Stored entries

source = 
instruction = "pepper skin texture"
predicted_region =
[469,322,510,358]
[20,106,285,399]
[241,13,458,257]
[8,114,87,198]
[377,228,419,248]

_Written instruction:_
Give every line of the items above as a JSON list of strings, with one string per line and blank lines omitted.

_Solved problem:_
[
  "source = ",
  "instruction = \"pepper skin texture\"",
  "predicted_region =",
  "[469,322,510,358]",
  "[20,106,285,399]",
  "[241,13,458,257]",
  "[8,114,87,198]",
  "[377,228,419,248]"
]